**Required work**. Set down all of the data exactly as it appears.
[[ Entries provided open ]]
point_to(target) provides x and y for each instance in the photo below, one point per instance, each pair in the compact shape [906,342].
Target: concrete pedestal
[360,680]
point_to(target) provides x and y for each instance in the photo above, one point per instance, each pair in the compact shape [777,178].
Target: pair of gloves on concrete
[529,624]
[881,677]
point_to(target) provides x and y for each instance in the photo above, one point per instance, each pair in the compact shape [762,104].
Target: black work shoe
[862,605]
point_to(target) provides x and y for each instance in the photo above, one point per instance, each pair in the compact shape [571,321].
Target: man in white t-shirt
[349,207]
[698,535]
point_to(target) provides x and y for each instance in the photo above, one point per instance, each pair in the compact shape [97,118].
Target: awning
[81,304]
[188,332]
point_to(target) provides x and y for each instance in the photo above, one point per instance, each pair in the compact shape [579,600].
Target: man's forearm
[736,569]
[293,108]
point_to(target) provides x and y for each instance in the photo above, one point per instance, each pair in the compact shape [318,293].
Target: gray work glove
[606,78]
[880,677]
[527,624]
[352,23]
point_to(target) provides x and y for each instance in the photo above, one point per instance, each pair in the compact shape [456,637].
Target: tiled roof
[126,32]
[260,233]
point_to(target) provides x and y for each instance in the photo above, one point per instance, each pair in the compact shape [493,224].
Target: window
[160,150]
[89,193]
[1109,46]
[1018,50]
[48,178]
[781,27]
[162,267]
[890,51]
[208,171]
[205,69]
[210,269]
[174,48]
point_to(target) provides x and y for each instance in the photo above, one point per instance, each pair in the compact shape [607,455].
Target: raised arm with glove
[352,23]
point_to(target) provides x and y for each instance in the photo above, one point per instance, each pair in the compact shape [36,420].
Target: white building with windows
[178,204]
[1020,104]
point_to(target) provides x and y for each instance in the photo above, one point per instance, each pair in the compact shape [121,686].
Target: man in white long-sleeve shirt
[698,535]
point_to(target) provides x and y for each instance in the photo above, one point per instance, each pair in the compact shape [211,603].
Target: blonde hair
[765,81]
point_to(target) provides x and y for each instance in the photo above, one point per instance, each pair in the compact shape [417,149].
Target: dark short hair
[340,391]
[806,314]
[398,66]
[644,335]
[[ Entries provided closed ]]
**Exercise solution**.
point_to(target) provides x and y for each instance in the photo below, one point per instance, each pair in the compact shape [906,342].
Target: concrete pedestal
[360,680]
point_to(target) provides x and y for each instance in the photo above, one point per instance, each pair in the compact shape [777,178].
Target: pair of gloves on concrete
[529,624]
[881,677]
point_to(target) provides x and y for each instance in the photo above, one point per instance, each pair in the compact shape [762,104].
Target: black work shoe
[862,605]
point_to(target) provides x and y for each instance in the photo above, one point per instance, each pair in the compact shape [571,321].
Target: man in white t-shirt
[349,207]
[698,535]
point_to(target) provides x and y for each instance in the photo above, one point per instance, each pair in the compact shape [97,118].
Target: awning
[81,304]
[188,332]
point_to(target) provides x and y for each instance in the photo above, one point per instance, each pair in the compact shape [579,600].
Target: man's forearm
[736,569]
[293,108]
point_to(target) provides x and y for each instance in the photo above, one point per instance, each pair in the compact shape [318,293].
Target: gray work glove
[606,78]
[880,677]
[527,624]
[352,23]
point_to(target) provides x and y for each instance in the photo above, one point per instance, each pair in the compact shape [456,637].
Target: tiled roof
[126,32]
[260,233]
point_to(target) provides x and y for each instance in the photo above, one point per instance, each pair in the compact shape [493,224].
Target: window
[160,150]
[89,193]
[1109,46]
[1018,50]
[48,178]
[781,27]
[162,267]
[890,51]
[208,171]
[205,69]
[210,269]
[174,48]
point_to(target) provides x and y for each instance in the photo above, one point per instance, each pair in the compact shape [607,455].
Target: raised arm with glove
[352,23]
point_to(target) provides x and y for each instance in the photo above, one point per instance, each pair in the compact shape [36,420].
Target: white building with windows
[178,204]
[1020,104]
point_to(target) provides x and y for each instance in the photo above, one point per instance, each pair in the compact shape [121,686].
Target: man in white long-sleeve shirt
[698,535]
point_to(target) provides x and y for each instance in the photo above, one point per instance, each pair in the compact shape [211,603].
Target: blonde hair
[765,81]
point_to(target) provides x and y for each instance in the photo above, one point per instance, each pair in the compact shape [417,149].
Target: dark short hair
[340,391]
[806,314]
[398,66]
[644,335]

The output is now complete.